Exercise instructions: Whenever the string "light" appears in a line below, please copy the line out.

Exercise materials:

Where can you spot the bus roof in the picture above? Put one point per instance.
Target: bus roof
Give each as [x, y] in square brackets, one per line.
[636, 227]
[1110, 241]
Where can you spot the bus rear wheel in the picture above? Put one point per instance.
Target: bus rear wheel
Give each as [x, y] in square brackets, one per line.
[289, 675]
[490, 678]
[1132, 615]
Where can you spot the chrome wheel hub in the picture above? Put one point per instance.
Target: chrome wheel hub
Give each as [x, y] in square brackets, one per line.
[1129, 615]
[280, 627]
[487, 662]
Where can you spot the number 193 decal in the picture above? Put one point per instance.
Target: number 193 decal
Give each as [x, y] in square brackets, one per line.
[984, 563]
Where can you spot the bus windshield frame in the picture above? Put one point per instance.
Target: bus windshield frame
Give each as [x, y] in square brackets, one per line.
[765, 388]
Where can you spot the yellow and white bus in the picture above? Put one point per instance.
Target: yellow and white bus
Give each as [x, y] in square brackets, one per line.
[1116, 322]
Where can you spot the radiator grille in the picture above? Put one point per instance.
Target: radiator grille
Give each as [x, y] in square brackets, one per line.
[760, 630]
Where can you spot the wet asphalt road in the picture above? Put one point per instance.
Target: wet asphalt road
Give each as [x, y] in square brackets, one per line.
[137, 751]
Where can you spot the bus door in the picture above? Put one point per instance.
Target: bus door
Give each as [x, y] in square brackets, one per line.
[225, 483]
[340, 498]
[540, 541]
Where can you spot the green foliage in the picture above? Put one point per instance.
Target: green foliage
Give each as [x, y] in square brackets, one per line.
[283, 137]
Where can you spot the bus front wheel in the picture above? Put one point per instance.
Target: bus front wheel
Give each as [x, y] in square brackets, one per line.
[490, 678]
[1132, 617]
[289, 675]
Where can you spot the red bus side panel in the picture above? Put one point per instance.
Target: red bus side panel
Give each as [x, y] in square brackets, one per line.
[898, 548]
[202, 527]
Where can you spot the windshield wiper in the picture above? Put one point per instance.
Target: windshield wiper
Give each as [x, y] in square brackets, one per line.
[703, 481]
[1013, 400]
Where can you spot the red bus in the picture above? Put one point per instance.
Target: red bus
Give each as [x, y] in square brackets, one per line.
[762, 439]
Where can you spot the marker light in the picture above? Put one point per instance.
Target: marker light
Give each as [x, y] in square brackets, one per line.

Solution to the problem:
Where can you spot the marker light in the picture above? Put one point per instance.
Target: marker light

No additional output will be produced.